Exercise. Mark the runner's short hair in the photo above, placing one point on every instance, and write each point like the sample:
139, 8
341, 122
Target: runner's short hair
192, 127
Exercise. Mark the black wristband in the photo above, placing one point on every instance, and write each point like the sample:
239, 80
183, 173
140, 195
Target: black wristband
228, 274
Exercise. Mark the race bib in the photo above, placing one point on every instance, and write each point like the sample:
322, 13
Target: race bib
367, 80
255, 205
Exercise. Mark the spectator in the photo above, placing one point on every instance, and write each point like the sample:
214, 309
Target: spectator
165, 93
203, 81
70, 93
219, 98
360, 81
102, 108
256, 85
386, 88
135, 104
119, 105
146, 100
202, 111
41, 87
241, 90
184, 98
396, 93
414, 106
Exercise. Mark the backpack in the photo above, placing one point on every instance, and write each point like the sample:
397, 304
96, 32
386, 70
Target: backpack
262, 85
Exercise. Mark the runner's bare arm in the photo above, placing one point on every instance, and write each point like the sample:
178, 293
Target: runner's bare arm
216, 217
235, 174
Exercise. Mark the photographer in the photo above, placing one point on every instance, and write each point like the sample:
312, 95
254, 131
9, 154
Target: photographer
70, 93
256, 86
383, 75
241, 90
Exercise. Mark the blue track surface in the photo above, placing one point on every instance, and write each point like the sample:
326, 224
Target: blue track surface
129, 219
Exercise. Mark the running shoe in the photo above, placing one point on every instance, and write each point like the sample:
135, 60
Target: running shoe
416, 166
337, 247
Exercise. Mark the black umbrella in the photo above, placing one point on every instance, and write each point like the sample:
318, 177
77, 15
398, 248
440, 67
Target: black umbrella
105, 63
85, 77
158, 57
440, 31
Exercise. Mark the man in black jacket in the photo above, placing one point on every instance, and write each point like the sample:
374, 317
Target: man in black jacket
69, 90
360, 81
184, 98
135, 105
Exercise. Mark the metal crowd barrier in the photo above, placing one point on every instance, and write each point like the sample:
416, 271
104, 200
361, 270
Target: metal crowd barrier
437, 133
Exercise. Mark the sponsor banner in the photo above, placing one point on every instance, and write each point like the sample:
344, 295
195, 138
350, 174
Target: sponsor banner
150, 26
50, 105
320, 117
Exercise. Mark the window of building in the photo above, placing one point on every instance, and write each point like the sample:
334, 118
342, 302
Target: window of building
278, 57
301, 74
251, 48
^^^^
**Exercise description**: Print exactly the stretch of lines beginning with the one that holds "Exercise. Mark the man" and ending at the last line above.

**Answer area**:
Exercise. Mark the man in black jacket in the photo above, placing one point on every instance, and write each point like the sample:
374, 317
Target: man in black jacket
69, 90
360, 81
184, 98
135, 105
Exercise. Mark the metal crowd barrier in the photo above, placing one point on every instance, and write each point like the sample:
416, 271
104, 200
361, 270
Target: metal crowd barrier
437, 133
Exercise. Mark the sponsor banner in the photo above, placing one point on every instance, and write each point like the sample:
344, 295
195, 138
350, 174
Target: sponsor banner
150, 26
50, 105
320, 117
Exercise. Mark the window of building in the photo above, placing one point on every instance, and write each point like the sample:
334, 118
342, 302
Target: window of building
278, 57
301, 74
251, 48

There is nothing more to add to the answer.